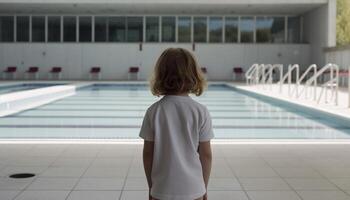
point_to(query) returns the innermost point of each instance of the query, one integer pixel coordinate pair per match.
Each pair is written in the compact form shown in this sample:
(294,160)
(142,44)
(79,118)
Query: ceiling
(157,8)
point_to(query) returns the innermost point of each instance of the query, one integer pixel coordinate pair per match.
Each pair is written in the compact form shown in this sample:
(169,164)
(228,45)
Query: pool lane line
(142,110)
(141,117)
(139,126)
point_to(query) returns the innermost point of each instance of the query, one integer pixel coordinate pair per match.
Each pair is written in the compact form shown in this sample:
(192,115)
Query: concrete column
(332,23)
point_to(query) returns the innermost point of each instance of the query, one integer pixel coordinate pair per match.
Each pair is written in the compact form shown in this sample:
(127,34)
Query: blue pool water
(22,87)
(116,111)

■ **What you will do**
Rewrite all the records above, replacing "innermost point" with "central point" everywhere and keeping everything else unchanged. Leave the pictures out.

■ **Complete output**
point_to(query) returns the central point of each instance of the query, one integer pixel coordinate pair per match.
Each pair is written in the compact form shown in this sample:
(294,160)
(142,44)
(79,118)
Query: ceiling
(157,8)
point_to(query) returns the central point of each instance of the query, one integer pixel coordinate pair per match.
Each pair is written in the compact form shown in this sample:
(169,164)
(228,45)
Query: pool lane line
(142,110)
(141,117)
(139,126)
point_to(query) returns the central point of each instance of the query, one integer pixel coordinate pair per match.
Each pair is written in the compact form shown in this sample:
(192,115)
Query: concrete column
(332,23)
point_to(query) returns the central point of each instance of the query, one integer pixel coordinate pair per match.
Each pair is written in the compact form shown in this sample:
(127,34)
Query: blue pool water
(22,87)
(116,111)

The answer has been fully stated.